What you are asked to do:
Below is a block of records; repeat each one exactly.

Task input:
────────────────────
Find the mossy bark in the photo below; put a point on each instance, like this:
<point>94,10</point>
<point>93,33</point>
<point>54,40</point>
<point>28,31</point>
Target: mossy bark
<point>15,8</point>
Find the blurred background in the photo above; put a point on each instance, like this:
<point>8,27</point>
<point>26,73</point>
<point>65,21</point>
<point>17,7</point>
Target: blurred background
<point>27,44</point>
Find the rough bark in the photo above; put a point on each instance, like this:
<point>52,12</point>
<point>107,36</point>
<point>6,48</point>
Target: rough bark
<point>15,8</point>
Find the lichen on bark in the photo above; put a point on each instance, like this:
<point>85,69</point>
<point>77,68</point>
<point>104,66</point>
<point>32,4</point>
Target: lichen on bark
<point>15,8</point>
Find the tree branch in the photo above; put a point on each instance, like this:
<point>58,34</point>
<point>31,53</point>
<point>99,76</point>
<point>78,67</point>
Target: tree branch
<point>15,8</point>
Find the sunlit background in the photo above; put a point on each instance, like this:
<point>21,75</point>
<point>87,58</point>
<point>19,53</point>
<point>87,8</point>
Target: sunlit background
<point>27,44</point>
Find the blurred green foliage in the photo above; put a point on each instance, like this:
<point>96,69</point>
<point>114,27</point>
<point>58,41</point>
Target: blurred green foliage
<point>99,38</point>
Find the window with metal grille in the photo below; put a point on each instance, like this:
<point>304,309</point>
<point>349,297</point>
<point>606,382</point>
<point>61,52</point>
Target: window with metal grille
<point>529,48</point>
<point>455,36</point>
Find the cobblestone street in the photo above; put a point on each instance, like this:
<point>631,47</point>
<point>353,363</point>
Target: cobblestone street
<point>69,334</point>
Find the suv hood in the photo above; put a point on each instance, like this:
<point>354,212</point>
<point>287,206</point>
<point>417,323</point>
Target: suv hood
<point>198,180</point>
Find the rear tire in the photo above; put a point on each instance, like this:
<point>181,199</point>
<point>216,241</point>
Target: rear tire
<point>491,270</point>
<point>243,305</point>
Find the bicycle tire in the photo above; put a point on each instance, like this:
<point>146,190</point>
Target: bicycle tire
────────────────────
Solution:
Find the mossy bark in the photo below; put a point on each instance, like this:
<point>94,10</point>
<point>93,33</point>
<point>54,40</point>
<point>28,31</point>
Target: mossy bark
<point>15,8</point>
Find the blurred background in the photo above; put a point on each instance, like this:
<point>8,27</point>
<point>26,73</point>
<point>65,21</point>
<point>17,7</point>
Target: blurred background
<point>27,44</point>
Find the rough bark in the photo above; put a point on each instance, like this:
<point>52,12</point>
<point>107,36</point>
<point>6,48</point>
Target: rough bark
<point>15,8</point>
Find the lichen on bark in the photo above; put a point on each instance, like this:
<point>85,69</point>
<point>77,68</point>
<point>104,66</point>
<point>32,4</point>
Target: lichen on bark
<point>15,8</point>
Find the tree branch in the photo above; put a point on each instance, like this:
<point>58,34</point>
<point>31,53</point>
<point>99,76</point>
<point>78,67</point>
Target: tree branch
<point>15,8</point>
Find the sunlit background in the photo above; put a point on each instance, like this:
<point>21,75</point>
<point>87,58</point>
<point>19,53</point>
<point>87,8</point>
Target: sunlit background
<point>27,44</point>
Find the blurred green foliage in the photo above; put a point on each instance, like this:
<point>96,69</point>
<point>114,27</point>
<point>58,41</point>
Target: blurred green foliage
<point>99,38</point>
Find the window with metal grille in the photo below; put a point on each instance, like this:
<point>304,309</point>
<point>349,297</point>
<point>606,382</point>
<point>61,52</point>
Target: window with metal grille
<point>529,48</point>
<point>455,36</point>
Find the cobblestone street in the photo above; put a point on each instance, like this:
<point>631,47</point>
<point>353,363</point>
Target: cobblestone street
<point>69,334</point>
Find the suv hood in the photo above; put a point on each instance, like this:
<point>354,212</point>
<point>287,206</point>
<point>417,323</point>
Target: suv hood
<point>198,180</point>
Find the rear tire in the photo above; put a point on each instance, like this:
<point>181,199</point>
<point>216,241</point>
Target: rear tire
<point>491,270</point>
<point>243,305</point>
Find the bicycle tire in the photo above; put a point on each instance, like this:
<point>146,190</point>
Target: bicycle tire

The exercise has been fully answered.